- PROBLEM DESCRIPTION
Copy each of the following rows word for word.

- DATASET EXTRACT
· · · · ·

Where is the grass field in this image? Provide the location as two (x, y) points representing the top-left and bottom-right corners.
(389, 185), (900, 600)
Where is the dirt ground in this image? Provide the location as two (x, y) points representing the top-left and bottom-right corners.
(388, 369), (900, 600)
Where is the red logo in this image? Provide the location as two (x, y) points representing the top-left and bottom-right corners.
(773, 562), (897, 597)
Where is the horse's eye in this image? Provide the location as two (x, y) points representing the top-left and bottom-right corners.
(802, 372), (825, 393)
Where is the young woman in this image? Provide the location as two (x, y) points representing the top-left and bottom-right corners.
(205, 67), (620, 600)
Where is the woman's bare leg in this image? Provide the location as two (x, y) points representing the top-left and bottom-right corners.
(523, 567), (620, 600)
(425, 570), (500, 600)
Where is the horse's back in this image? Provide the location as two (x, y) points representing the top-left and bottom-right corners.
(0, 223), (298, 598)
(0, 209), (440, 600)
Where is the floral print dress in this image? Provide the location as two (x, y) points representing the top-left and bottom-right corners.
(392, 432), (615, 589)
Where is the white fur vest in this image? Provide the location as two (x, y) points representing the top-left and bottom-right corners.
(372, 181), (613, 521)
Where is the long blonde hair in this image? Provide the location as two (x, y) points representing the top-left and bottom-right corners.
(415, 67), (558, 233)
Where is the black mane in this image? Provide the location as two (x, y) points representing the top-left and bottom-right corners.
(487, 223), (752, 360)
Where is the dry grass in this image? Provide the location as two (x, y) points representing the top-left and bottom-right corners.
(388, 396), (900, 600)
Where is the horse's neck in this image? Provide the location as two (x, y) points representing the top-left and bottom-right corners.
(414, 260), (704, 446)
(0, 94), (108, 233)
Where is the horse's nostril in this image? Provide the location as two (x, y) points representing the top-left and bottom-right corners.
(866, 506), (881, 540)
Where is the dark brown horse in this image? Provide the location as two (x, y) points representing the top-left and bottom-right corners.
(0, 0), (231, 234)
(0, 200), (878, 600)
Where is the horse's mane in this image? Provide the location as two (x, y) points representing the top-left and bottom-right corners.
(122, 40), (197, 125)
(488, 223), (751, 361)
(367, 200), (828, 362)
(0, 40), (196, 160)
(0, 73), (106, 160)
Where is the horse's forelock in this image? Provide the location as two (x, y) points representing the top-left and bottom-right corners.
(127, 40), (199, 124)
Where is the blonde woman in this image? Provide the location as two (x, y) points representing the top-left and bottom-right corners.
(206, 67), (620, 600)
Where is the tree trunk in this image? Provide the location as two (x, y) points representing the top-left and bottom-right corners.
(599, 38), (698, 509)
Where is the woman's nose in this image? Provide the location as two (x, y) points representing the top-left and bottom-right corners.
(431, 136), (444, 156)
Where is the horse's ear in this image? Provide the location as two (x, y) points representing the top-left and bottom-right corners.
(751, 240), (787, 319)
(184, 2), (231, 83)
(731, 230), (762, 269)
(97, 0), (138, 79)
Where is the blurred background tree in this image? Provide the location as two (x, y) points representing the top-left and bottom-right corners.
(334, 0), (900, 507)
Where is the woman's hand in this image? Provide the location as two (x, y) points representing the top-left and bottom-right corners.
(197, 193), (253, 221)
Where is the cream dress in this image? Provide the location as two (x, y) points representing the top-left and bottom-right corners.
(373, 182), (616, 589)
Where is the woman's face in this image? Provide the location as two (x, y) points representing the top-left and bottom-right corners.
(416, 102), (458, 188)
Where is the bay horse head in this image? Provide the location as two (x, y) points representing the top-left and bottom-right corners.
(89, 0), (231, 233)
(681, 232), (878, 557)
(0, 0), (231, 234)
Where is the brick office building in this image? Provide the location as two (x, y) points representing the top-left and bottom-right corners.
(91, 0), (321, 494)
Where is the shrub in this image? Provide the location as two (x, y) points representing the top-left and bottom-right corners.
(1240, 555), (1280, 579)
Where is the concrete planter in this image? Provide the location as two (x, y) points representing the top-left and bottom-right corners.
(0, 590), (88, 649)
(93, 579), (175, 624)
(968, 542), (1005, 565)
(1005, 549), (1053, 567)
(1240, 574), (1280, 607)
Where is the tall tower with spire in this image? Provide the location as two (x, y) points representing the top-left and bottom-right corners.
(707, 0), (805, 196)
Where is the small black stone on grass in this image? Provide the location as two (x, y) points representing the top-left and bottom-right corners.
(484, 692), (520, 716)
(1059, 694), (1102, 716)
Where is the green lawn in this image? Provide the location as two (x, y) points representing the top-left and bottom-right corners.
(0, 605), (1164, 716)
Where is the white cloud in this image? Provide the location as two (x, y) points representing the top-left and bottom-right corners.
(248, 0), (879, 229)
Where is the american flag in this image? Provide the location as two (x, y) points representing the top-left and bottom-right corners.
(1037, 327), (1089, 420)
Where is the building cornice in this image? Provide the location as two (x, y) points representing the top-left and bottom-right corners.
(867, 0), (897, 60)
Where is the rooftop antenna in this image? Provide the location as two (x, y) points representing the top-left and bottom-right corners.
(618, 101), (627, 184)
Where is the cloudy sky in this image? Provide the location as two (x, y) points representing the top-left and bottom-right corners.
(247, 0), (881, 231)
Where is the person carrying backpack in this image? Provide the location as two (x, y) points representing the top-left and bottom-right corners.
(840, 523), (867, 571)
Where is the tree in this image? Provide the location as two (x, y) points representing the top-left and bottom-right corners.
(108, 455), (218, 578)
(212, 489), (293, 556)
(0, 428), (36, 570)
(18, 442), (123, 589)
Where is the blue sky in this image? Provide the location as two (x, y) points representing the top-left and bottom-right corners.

· · · · ·

- RESPONSE FOR THIS EXERCISE
Where is the grass field in this image? Provide the location as two (x, y) points representing the top-left and bottom-right corners.
(389, 185), (900, 600)
Where is the dirt ground in this image? Provide the location as two (x, y) points representing the top-left and bottom-right corners.
(388, 369), (900, 600)
Where is the red logo in this image? Provide the location as two (x, y) points representing the top-left and bottom-right corners.
(773, 562), (897, 597)
Where is the horse's eye in this image? Provide the location as two (x, y) points representing the top-left and bottom-right corners.
(802, 372), (825, 393)
Where is the young woman in this image? Provide the location as two (x, y) points representing the top-left and bottom-right corners.
(205, 67), (620, 600)
Where is the woman's bare leg in this image? Provide the location as two (x, y) points representing the top-left and bottom-right corners.
(523, 567), (620, 600)
(425, 570), (500, 600)
Where is the horse's back in this image? Provide the location as two (x, y) points representing the top-left and bottom-right corners.
(0, 223), (298, 598)
(0, 209), (440, 600)
Where is the floral print dress in this image? Provide the location as two (x, y) points representing the top-left and bottom-right corners.
(392, 432), (615, 589)
Where is the white fur vest in this image? Provide the location as two (x, y) points representing the top-left and bottom-right corners.
(372, 181), (613, 521)
Where is the long blonde hair in this image? Provide the location as two (x, y) points representing the top-left and bottom-right corners.
(415, 67), (558, 233)
Where is the black mane in this image? Provide the location as two (x, y) points representing the top-left and bottom-right corners.
(487, 223), (752, 360)
Where is the dry grass in this image? Provide the location as two (x, y) points representing the top-left and bottom-right corners.
(388, 396), (900, 600)
Where is the horse's neck in this image? Provide the location as two (x, y) points representing the top-left and bottom-right corners.
(414, 260), (704, 446)
(0, 94), (108, 233)
Where is the horse's nostril in this image? Provide the location as two (x, y) points representing the top-left and bottom-right corners.
(866, 506), (881, 540)
Where is the dark brown horse in this image? Provide the location as two (x, y) points representing the top-left and bottom-right corners.
(0, 0), (231, 234)
(0, 200), (878, 600)
Where is the horse's mane in this image? Provide the location as two (x, y) points representing the top-left and bottom-right corners.
(122, 40), (197, 125)
(488, 223), (751, 361)
(367, 200), (828, 362)
(0, 40), (196, 160)
(0, 73), (106, 160)
Where is the horse's forelock in this image? Provide the location as two (x, y) points representing the top-left and bottom-right corners.
(127, 40), (199, 124)
Where is the blonde woman in this image? Provide the location as two (x, y) points representing the top-left and bottom-right corners.
(206, 67), (620, 600)
Where is the tree trunk in this image? Provide the location as two (x, y) points representing the top-left and bottom-right corners.
(599, 38), (698, 509)
Where is the woman's nose in this image? Provide the location as two (x, y) points representing the top-left and bottom-right corners.
(431, 136), (444, 156)
Where is the horse's ear in this image? Provide the location as two (x, y) points representing the top-left and bottom-right corners.
(751, 240), (787, 319)
(184, 2), (231, 83)
(731, 230), (762, 269)
(97, 0), (138, 79)
Where is the blurred background tree in this image? Provide the location as two (x, y) points representing the top-left and bottom-right corners.
(334, 0), (900, 507)
Where is the woman's hand in this image? Provide the location as two (x, y) points representing the top-left and bottom-right corners.
(197, 193), (253, 221)
Where is the cream dress in this image? Provide the location as two (x, y) points representing the top-left and bottom-right corners.
(373, 182), (616, 589)
Where is the woman's face in this image? Provide the location as two (x, y) points representing the top-left and bottom-right corners.
(416, 102), (458, 188)
Where is the bay horse head in this image? Provide the location as two (x, y) points representing the top-left and bottom-right corners.
(89, 0), (231, 233)
(681, 232), (878, 557)
(0, 0), (231, 234)
Where is the brick office building in this image? Provide the location as two (x, y) points representing the top-left and bottom-right corners.
(91, 0), (321, 494)
Where is the shrub in this image? Provide the location as two (x, y) points representing the top-left and bottom-right corners.
(1240, 555), (1280, 579)
Where is the concrete planter in this image? Provide the location as two (x, y) points representing the top-left and bottom-right corners.
(0, 590), (88, 649)
(93, 579), (175, 624)
(968, 542), (1005, 565)
(1005, 549), (1053, 567)
(1240, 574), (1280, 607)
Where is the tall tower with spire in this image? Provide the location as two (x, y) points representing the top-left and bottom-right corners.
(707, 0), (805, 196)
Where is the small black stone on grass in this image? Provide the location as two (x, y) points representing the top-left and bottom-right corners.
(484, 692), (520, 716)
(1059, 694), (1102, 716)
Where is the green lawn in this image? Provide the location as two (x, y) points representing the top-left and bottom-right corners.
(0, 605), (1164, 716)
Where is the white cloud in this image? Provide the location as two (x, y) points representing the top-left and bottom-right corners.
(248, 0), (879, 229)
Where is the american flag in this image? Provide the location as two (x, y) points representing the top-left and bottom-right corners.
(1037, 327), (1089, 420)
Where is the building cornice in this image? Provide the location as two (x, y) points representing the top-left and bottom-right corners.
(867, 0), (897, 60)
Where is the rooftop antenna in this image? Provide the location as two (x, y) points representing the top-left and bottom-right corners.
(618, 101), (627, 184)
Where is the cloudy sky in this image? Provide the location as two (x, y) points representing the top-left and bottom-right corners.
(247, 0), (881, 231)
Where is the person carrying backpack in this image? Provide the location as two (x, y) points representing the top-left and bottom-right corners.
(840, 523), (867, 571)
Where is the tree in this image? Provide the location as two (x, y) points representing the top-left and bottom-right corners.
(108, 455), (218, 578)
(212, 489), (293, 556)
(0, 428), (36, 570)
(18, 442), (123, 589)
Where is the blue sky in this image? Provide the location as two (x, y) points representing the top-left and bottom-right corners.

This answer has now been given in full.